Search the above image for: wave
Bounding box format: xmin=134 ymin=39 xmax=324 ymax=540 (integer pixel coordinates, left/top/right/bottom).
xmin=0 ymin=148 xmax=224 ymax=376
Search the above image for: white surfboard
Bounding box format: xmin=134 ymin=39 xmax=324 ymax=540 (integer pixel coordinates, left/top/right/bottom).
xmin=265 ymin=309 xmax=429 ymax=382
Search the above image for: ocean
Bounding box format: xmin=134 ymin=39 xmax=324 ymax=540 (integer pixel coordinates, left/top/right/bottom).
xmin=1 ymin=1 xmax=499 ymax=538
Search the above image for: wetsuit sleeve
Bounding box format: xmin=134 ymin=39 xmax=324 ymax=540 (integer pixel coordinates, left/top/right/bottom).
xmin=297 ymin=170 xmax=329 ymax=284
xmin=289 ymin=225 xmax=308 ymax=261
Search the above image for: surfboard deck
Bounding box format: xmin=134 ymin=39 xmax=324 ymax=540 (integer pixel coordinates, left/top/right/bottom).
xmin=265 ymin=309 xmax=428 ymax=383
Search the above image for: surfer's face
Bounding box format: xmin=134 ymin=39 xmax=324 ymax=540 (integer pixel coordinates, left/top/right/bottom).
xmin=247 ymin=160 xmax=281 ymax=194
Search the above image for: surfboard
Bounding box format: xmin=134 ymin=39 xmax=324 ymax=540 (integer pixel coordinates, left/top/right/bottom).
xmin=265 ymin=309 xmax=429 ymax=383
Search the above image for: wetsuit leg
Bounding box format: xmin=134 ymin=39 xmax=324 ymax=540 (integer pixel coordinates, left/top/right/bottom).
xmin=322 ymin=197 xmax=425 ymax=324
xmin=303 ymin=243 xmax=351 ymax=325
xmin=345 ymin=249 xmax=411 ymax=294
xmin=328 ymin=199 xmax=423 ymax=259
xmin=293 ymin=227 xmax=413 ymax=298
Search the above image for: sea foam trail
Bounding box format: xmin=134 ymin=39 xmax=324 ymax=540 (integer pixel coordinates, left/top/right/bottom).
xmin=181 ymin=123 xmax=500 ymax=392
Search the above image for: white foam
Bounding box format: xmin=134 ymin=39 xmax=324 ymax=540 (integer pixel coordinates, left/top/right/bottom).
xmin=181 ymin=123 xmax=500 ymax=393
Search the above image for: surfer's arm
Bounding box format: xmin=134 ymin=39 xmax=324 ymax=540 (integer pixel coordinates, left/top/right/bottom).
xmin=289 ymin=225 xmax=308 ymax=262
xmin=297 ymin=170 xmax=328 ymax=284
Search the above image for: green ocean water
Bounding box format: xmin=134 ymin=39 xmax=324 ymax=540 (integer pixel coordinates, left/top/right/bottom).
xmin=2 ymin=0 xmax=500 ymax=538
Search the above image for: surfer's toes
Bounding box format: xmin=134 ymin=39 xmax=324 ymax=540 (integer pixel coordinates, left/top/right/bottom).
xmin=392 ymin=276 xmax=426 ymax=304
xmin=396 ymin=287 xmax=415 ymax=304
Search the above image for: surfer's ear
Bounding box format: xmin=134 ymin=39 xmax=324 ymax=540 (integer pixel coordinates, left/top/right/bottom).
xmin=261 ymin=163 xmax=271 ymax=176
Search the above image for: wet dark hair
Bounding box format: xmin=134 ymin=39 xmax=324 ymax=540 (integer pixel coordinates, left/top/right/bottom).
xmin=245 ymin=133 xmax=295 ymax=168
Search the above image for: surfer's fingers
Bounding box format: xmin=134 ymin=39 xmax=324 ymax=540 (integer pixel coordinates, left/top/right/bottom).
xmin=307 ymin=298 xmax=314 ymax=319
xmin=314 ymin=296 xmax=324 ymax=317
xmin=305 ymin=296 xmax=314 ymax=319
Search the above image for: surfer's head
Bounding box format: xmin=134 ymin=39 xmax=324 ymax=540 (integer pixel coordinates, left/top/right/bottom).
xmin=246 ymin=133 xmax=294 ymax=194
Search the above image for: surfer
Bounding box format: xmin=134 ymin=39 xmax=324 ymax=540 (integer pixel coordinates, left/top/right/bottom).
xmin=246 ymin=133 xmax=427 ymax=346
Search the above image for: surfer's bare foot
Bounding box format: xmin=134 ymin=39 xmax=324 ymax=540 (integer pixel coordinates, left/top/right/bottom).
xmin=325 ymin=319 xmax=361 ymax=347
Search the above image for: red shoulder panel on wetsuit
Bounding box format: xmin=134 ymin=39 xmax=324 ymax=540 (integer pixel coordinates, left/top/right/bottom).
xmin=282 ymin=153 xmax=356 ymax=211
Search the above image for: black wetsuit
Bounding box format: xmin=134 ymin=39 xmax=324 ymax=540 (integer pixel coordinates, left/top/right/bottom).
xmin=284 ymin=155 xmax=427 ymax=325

==

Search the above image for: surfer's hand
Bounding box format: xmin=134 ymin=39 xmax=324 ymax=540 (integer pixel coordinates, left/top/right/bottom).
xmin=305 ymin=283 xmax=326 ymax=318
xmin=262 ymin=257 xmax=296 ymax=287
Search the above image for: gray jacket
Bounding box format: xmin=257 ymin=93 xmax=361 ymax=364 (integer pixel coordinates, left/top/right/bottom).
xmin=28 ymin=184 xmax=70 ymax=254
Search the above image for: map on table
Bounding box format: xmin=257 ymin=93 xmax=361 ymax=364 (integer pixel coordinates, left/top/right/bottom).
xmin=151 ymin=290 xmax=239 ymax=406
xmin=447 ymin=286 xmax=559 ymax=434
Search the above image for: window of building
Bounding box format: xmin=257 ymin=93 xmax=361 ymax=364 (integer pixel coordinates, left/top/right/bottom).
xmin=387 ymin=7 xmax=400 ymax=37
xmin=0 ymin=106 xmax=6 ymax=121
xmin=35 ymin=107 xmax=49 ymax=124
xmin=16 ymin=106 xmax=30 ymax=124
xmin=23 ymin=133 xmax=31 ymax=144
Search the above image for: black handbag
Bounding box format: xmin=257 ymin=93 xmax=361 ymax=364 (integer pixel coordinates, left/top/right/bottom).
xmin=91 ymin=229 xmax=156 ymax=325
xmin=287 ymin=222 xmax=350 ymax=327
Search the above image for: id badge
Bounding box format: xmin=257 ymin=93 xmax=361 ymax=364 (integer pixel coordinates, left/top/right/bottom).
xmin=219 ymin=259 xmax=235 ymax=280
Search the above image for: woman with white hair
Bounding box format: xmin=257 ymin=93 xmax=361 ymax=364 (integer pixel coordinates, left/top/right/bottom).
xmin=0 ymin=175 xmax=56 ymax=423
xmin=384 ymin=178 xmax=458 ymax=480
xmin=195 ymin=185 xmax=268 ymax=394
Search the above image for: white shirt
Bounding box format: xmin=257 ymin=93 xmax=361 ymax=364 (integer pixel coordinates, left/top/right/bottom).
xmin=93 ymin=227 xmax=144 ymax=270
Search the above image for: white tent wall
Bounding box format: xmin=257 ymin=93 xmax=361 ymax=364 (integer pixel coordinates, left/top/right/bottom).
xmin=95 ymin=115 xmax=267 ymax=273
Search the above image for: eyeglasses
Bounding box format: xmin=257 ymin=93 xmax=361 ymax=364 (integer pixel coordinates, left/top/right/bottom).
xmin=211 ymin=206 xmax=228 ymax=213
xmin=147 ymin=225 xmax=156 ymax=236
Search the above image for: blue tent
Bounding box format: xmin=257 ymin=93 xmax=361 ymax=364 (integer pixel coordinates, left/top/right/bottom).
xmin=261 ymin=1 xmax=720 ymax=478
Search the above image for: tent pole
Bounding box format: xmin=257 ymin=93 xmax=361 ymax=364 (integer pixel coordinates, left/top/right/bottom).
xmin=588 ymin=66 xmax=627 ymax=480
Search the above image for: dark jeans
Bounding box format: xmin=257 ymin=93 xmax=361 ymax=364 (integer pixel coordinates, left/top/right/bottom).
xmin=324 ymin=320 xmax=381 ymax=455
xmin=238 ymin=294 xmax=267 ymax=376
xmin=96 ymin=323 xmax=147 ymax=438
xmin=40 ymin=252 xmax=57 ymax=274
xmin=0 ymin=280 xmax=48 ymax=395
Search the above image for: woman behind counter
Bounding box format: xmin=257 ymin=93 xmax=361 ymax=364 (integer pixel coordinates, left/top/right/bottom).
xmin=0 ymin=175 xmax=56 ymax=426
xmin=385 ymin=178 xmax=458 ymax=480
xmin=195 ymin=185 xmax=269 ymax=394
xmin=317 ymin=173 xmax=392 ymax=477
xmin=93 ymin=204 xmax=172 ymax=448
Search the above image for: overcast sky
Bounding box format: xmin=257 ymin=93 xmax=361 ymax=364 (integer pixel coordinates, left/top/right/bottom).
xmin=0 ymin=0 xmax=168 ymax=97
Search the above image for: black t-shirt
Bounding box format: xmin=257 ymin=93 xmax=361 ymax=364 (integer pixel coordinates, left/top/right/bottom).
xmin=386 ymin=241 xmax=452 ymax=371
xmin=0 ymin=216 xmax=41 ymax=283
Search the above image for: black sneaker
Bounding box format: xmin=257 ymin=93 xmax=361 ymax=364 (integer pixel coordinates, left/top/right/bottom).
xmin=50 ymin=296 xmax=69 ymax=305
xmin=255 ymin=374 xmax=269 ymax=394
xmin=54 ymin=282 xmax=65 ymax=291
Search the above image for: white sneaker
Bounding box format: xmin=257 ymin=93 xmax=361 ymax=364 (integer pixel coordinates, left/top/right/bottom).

→ **WHAT THE TASK ASKS**
Filter by the word "black": copy every line of the data that holds it.

→ **EXPECTED ANSWER**
Search the above image for: black wetsuit
Search the above image for: black handbag
Search the above image for: black t-shirt
Search the above image for: black sneaker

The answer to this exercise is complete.